Description of the task: Your job with the data below: print everything from the line that holds "Note: spot each instance of the open" down to the line that holds "Note: spot each instance of the hippo head", ends included, exactly, and nothing else.

Entries supplied:
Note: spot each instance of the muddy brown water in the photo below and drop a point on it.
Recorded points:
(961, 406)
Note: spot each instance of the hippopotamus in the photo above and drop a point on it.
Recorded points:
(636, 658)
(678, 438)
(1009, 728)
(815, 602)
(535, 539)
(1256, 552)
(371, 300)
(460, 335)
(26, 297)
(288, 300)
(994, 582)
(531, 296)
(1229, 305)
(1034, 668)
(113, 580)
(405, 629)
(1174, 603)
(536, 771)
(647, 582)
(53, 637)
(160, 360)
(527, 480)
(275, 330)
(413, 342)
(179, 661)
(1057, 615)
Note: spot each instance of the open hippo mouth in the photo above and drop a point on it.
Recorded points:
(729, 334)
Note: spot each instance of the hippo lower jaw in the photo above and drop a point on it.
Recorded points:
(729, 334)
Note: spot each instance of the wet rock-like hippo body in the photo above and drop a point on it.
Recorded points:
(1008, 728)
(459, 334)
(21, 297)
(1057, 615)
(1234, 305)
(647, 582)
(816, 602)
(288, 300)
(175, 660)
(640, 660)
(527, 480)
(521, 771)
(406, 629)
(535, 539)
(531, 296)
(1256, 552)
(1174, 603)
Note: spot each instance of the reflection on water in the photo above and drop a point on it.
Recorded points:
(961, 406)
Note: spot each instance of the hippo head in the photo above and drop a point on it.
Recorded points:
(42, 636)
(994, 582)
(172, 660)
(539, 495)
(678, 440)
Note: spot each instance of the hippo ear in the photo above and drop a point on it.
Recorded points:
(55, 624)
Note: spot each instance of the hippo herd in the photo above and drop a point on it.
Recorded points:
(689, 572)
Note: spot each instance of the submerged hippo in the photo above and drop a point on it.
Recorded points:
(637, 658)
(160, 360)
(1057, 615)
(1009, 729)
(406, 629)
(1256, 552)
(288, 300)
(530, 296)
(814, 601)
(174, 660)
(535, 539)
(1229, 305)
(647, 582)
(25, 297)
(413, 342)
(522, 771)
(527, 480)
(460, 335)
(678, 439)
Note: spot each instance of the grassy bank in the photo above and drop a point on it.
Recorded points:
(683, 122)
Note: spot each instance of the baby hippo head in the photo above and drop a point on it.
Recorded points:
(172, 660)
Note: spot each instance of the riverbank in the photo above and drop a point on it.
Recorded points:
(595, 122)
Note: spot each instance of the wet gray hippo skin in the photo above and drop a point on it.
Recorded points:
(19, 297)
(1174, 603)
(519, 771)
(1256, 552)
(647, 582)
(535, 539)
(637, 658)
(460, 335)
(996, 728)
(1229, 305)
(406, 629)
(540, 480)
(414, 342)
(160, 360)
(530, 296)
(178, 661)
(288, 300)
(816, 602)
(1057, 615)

Task result:
Note: spot each instance of the open hippo mouth in the photo above and drop a point on it.
Recorded points:
(729, 334)
Note: spot each instance of the hippo lower jaw in the photo above and drop a point on it.
Recorded points:
(729, 334)
Note: spot each instance of the wet rock-like hippo body in the photo above and drop a point on it.
Recorded points:
(1008, 728)
(459, 334)
(21, 297)
(1057, 615)
(1234, 305)
(647, 582)
(816, 602)
(288, 300)
(175, 660)
(640, 660)
(527, 480)
(521, 771)
(406, 629)
(535, 539)
(531, 296)
(1256, 552)
(1174, 603)
Note: spot each instance of the reflection on water in the photo above and drop a point on it.
Recorded points:
(961, 406)
Note: spot each instance of the hippo head in the photo above and drop a point on it.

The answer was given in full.